__Work to complete__
Repeat the records below line for line, leaving out the pictures.

## START

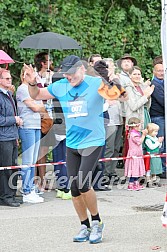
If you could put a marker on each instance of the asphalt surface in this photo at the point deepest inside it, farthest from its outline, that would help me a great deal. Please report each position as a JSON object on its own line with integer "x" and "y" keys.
{"x": 131, "y": 225}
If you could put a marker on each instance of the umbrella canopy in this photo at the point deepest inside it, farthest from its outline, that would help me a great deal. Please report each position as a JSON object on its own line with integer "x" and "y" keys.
{"x": 5, "y": 58}
{"x": 49, "y": 40}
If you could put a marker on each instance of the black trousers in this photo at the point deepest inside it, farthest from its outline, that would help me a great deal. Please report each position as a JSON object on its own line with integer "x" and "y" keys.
{"x": 8, "y": 178}
{"x": 81, "y": 164}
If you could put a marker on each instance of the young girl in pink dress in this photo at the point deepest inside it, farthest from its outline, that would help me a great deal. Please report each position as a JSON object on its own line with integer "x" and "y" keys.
{"x": 134, "y": 167}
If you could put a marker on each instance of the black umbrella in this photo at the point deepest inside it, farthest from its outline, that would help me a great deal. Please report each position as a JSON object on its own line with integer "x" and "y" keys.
{"x": 49, "y": 40}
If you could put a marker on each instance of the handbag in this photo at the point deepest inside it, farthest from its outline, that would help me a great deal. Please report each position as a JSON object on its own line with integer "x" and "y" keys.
{"x": 46, "y": 122}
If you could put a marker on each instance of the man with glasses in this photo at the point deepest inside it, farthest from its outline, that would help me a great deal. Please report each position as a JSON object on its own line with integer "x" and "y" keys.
{"x": 82, "y": 105}
{"x": 9, "y": 122}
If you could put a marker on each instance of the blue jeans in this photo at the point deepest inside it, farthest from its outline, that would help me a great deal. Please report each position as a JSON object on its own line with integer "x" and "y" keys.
{"x": 160, "y": 120}
{"x": 59, "y": 155}
{"x": 30, "y": 142}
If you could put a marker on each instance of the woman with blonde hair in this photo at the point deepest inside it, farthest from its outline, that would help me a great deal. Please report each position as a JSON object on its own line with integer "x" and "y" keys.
{"x": 30, "y": 132}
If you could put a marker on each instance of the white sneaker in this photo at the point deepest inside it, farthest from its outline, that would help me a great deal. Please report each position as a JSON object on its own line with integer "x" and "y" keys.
{"x": 32, "y": 198}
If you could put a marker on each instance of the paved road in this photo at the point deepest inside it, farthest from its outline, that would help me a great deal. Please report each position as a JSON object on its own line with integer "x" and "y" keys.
{"x": 50, "y": 226}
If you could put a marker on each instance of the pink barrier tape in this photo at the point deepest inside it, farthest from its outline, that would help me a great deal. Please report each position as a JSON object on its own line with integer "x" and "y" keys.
{"x": 100, "y": 160}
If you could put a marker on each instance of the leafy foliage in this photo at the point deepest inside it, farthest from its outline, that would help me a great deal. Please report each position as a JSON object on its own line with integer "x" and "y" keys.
{"x": 110, "y": 27}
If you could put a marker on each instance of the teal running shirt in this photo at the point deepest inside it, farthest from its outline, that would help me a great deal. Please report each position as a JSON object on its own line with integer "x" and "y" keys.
{"x": 83, "y": 111}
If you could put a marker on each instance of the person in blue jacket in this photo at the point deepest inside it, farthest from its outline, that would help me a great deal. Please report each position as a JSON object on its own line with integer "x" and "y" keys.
{"x": 82, "y": 104}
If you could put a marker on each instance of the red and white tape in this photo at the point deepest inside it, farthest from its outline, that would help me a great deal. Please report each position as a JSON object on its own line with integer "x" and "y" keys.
{"x": 100, "y": 160}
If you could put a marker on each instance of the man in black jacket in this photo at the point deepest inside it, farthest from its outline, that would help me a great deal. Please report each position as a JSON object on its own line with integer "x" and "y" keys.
{"x": 8, "y": 141}
{"x": 157, "y": 110}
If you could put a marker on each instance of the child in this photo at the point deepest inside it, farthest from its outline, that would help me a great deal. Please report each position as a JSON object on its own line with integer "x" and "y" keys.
{"x": 152, "y": 145}
{"x": 134, "y": 167}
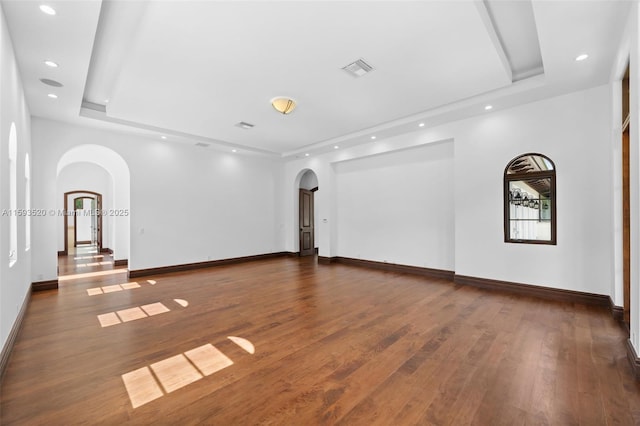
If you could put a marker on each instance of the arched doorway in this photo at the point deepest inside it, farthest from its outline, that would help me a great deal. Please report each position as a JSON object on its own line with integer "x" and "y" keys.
{"x": 95, "y": 169}
{"x": 82, "y": 219}
{"x": 307, "y": 187}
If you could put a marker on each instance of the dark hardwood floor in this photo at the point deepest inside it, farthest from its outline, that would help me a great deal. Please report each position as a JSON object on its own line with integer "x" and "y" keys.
{"x": 334, "y": 344}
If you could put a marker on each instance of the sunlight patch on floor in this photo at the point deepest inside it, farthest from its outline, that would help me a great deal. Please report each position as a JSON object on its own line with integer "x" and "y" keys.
{"x": 141, "y": 387}
{"x": 91, "y": 274}
{"x": 243, "y": 343}
{"x": 88, "y": 257}
{"x": 132, "y": 314}
{"x": 147, "y": 383}
{"x": 112, "y": 288}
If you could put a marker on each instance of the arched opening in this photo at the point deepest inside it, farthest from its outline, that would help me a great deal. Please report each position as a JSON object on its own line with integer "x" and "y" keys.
{"x": 100, "y": 178}
{"x": 306, "y": 212}
{"x": 82, "y": 221}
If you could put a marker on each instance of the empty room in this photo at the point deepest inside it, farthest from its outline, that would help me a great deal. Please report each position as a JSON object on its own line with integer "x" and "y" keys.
{"x": 319, "y": 212}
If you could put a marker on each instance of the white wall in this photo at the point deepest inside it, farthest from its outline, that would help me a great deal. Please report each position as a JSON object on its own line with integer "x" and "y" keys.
{"x": 187, "y": 204}
{"x": 14, "y": 281}
{"x": 86, "y": 177}
{"x": 398, "y": 207}
{"x": 633, "y": 40}
{"x": 574, "y": 130}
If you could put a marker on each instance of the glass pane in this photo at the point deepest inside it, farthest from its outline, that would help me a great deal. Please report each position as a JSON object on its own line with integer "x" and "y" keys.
{"x": 530, "y": 209}
{"x": 529, "y": 164}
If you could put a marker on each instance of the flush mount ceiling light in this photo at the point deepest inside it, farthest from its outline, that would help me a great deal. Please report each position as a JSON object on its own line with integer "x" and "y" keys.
{"x": 47, "y": 9}
{"x": 283, "y": 105}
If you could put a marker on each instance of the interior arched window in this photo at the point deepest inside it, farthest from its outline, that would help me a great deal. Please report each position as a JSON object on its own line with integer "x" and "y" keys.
{"x": 530, "y": 200}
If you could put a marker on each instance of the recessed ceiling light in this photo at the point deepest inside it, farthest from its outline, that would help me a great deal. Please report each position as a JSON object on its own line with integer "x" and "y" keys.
{"x": 358, "y": 68}
{"x": 244, "y": 125}
{"x": 47, "y": 9}
{"x": 50, "y": 82}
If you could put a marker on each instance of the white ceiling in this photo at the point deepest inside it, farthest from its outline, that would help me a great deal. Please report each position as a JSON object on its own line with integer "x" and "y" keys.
{"x": 191, "y": 70}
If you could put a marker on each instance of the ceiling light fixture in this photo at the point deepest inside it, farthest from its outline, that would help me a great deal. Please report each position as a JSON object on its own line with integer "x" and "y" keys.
{"x": 358, "y": 68}
{"x": 244, "y": 125}
{"x": 283, "y": 105}
{"x": 50, "y": 82}
{"x": 47, "y": 9}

## END

__Written response__
If you could put a marker on each instance of the asphalt surface in this photo at the point deepest inside it, farthest from its outline, that would help me a great deal. Please report each position as a JSON object on its own line with integer "x" and "y" keys.
{"x": 131, "y": 225}
If you could put a marker on each instance of the umbrella canopy in this photo at the point deepest inside it, farthest from its outline, that would help me a great deal. Please report each position as a JSON object on its own line with integer "x" and "y" keys.
{"x": 5, "y": 58}
{"x": 49, "y": 40}
If you could put a marker on each instance of the black trousers in this photo at the point deepest inside it, farthest from its outline, that would help me a great deal. Please report each position as a JSON object on its own line with integer "x" and "y" keys.
{"x": 8, "y": 178}
{"x": 81, "y": 164}
If you could put a marker on each instance of the young girl in pink dress in this photo at the point deepest inside it, farthest from its outline, that would help me a great deal. Please report each position as a JSON object on its own line with integer "x" and "y" keys.
{"x": 134, "y": 167}
If you could put a marker on each instance of the black umbrella in this photo at the point deepest inside it, farthest from its outline, that would help me a great deal. Please report each position as a JSON object on its own line with integer "x" and "y" keys.
{"x": 49, "y": 40}
If you could put a marker on each instance of the handbag in this photo at the point deepest inside it, farthest from its outline, that would help me a great deal. Please report each position as a JSON object on its own line with integer "x" and "y" keys.
{"x": 46, "y": 122}
If you could put a marker on each instance of the man with glasses in this photo at the point deepest inside it, farthest from its outline, that would help me a great deal. Please report each position as a JSON object on its own line with integer "x" and "y" keys.
{"x": 82, "y": 105}
{"x": 9, "y": 122}
If you could put a marker on each instance of the blue jeans in this photo at the point deepest inside it, farthest from its outline, that would help me a great deal. Please report each position as a JSON object on its own line with integer "x" and "y" keys.
{"x": 160, "y": 120}
{"x": 59, "y": 155}
{"x": 30, "y": 142}
If you could put a marker on each instance of the woman with blonde hair in this photo at the point deepest inside it, farthest from its outline, that would help me a great deal. Please report each position as a JSON object on its own line with integer "x" and "y" keys.
{"x": 30, "y": 132}
If you could put a marker on each instance of the white sneaker in this photo at the point deepest inside it, farthest from its outline, that would help me a great deal. Please report each position as a JSON object on its own line with integer "x" and "y" keys.
{"x": 32, "y": 198}
If you could put a marker on each instance of the paved road in this photo at the point deepest inside it, farthest from its outline, that would help me a great deal. Please report each position as a JSON object on its own line with integer "x" and "y" keys.
{"x": 50, "y": 226}
If you could put a marker on each instance of the pink barrier tape in this photo at the point deepest inside it, farthest from its outline, that would help me a great deal. Please report each position as a JSON object on its own line with integer "x" and "y" keys.
{"x": 100, "y": 160}
If you could put a marker on each instance of the leafy foliage in this photo at the point deepest inside it, farthest from its outline, that would help me a great deal. Please report each position as a JSON object on its own line with integer "x" and "y" keys.
{"x": 110, "y": 27}
If you could put a marker on each instance of the teal running shirt in this photo at the point deepest inside it, farthest from its outline, that would help me a great deal. Please report each position as a JSON object on its own line with integer "x" and "y" keys.
{"x": 83, "y": 111}
If you could put a marker on each instance of the person in blue jacket in this photo at the point deepest inside it, farthest from its outline, that would help me a great deal. Please report each position as a JSON object on its own line with integer "x" and "y" keys.
{"x": 82, "y": 104}
If you could put a marker on each instance of the red and white tape in this photo at the point deepest inside it, farthest from its outline, that would help me a great deal. Please report each position as a JSON object on its own line with integer "x" and "y" keys.
{"x": 100, "y": 160}
If you could put a marker on each instance of the man in black jacket in this photo at the point deepest inside it, farthest from its outline, that would help me a great deal. Please report each position as a JSON object on its own line with integer "x" and "y" keys.
{"x": 8, "y": 141}
{"x": 157, "y": 110}
If you could put a marker on each instance of the child in this photo at the point deepest inside it, farthest from its outline, that would help me a great deal. Please report each position as a JSON object on its own line with integer "x" and "y" keys.
{"x": 152, "y": 145}
{"x": 134, "y": 167}
If you could put a marker on each instance of the arched doorway in this photo at the point deepest inside it, farthest from its outline, that would help me a great deal. Please report each position as a JSON object on its own line with integer "x" and "y" keys.
{"x": 95, "y": 169}
{"x": 82, "y": 219}
{"x": 307, "y": 187}
If you could put a marker on each instance of the dark hardwood floor in this photo at the point deepest inside it, farthest from its outline, that would help me a great deal. Please report each position as a JSON object on its own line with integer "x" and "y" keys.
{"x": 334, "y": 344}
If you could put a marker on each instance of the sunlight patch on floor in this photo at the point deepest inside it, farthest from its outline, that would help me a great deal. Please report each position as a JSON object on its own line with integer "x" and "y" keys.
{"x": 141, "y": 387}
{"x": 91, "y": 274}
{"x": 243, "y": 343}
{"x": 88, "y": 257}
{"x": 132, "y": 314}
{"x": 147, "y": 383}
{"x": 112, "y": 288}
If you could put a marker on each instance of the arched opening in this photo at the point deepest inside it, farthest from its outline, that would help me a great deal. Please report each position as a JSON object on its own line with integer "x" and "y" keys.
{"x": 100, "y": 178}
{"x": 306, "y": 212}
{"x": 82, "y": 221}
If you could put a marker on each instance of the empty room in this photo at the point deepest inside it, farthest from its outline, that would help me a great deal. Please report each position as a JSON object on its own line with integer "x" and "y" keys.
{"x": 319, "y": 212}
If you could put a marker on each instance of the white wall in this photo at the point deepest inside it, farthest from its outline, that would help me a great deal. Please report each position as a JSON object on its own line with integer "x" and "y" keys.
{"x": 187, "y": 204}
{"x": 14, "y": 281}
{"x": 86, "y": 177}
{"x": 398, "y": 207}
{"x": 633, "y": 40}
{"x": 574, "y": 130}
If you could put a marker on each instance of the glass pane in this photo at the point deepest inside it, farthest from its outline, that would help me a great deal. Please report each position as a JSON object on its own line with integer "x" and "y" keys.
{"x": 530, "y": 209}
{"x": 529, "y": 164}
If you could put a marker on each instance of the flush mount ceiling light in this photo at the point deepest inside it, farthest from its outline, that would help me a great deal. Please report each position as a JSON object on its own line with integer "x" and "y" keys.
{"x": 47, "y": 9}
{"x": 283, "y": 105}
If you could put a marker on each instance of the interior arched window in this photo at the point deepest inside it, farthest from its outline, that would help me a great deal. Please report each position as a JSON object on its own line with integer "x" and "y" keys.
{"x": 530, "y": 200}
If you could put a marker on each instance of the recessed ceiling light in this photo at the point deepest inside it, farthest from its outline, that would help me a great deal. Please report each position as a JSON object on its own line with integer "x" and "y" keys.
{"x": 358, "y": 68}
{"x": 244, "y": 125}
{"x": 47, "y": 9}
{"x": 50, "y": 82}
If you could put a marker on each instance of the white ceiling in this photo at the point deepest inside it, farthest from its outline, that would help me a great deal. Please report each position as a JSON object on its own line with integer "x" and "y" keys.
{"x": 191, "y": 70}
If you could put a marker on each instance of the ceiling light fixture in this photo at the point deepest inside it, farthest from its outline, that would help me a great deal. Please report each position as a JSON object on its own line with integer "x" and "y" keys.
{"x": 358, "y": 68}
{"x": 244, "y": 125}
{"x": 283, "y": 105}
{"x": 50, "y": 82}
{"x": 47, "y": 9}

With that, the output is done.